Task instructions – Copy out every one of the records below word for word, leaving out the pictures.

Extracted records
■ ■ ■ ■ ■ ■ ■

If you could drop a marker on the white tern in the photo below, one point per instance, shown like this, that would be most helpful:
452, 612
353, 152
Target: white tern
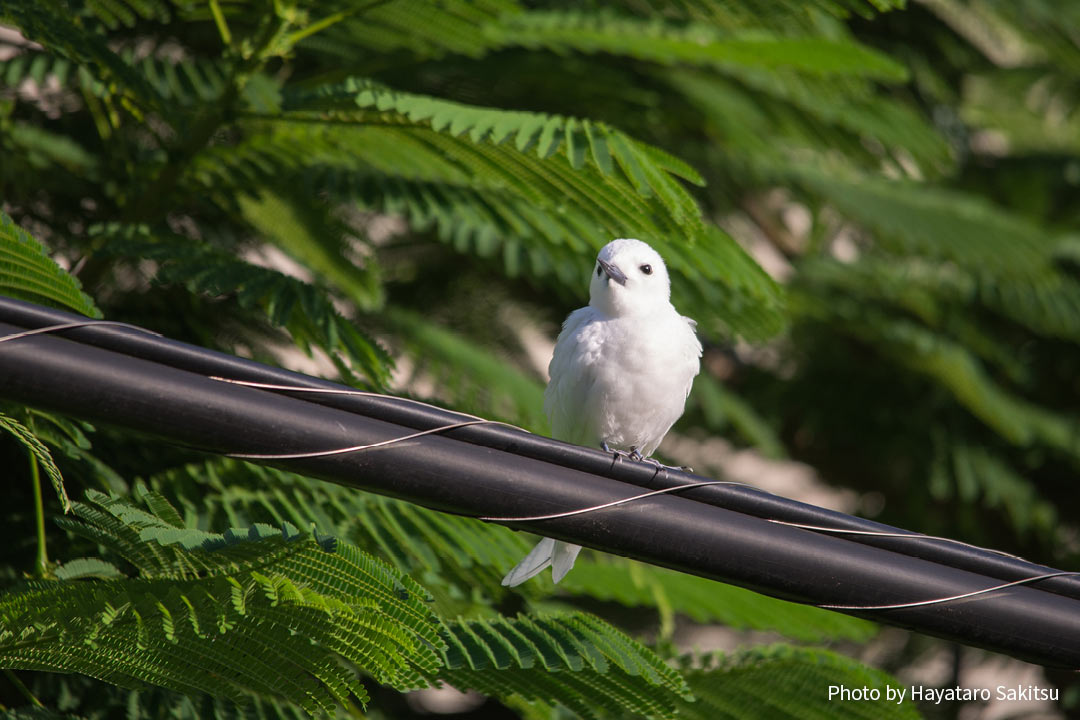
621, 372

■ ■ ■ ■ ■ ■ ■

Written response –
If you could drop a marker on the white tern in the photo below, one point per instance, shown like this, that would be most helpful:
452, 612
353, 152
Target: white tern
621, 372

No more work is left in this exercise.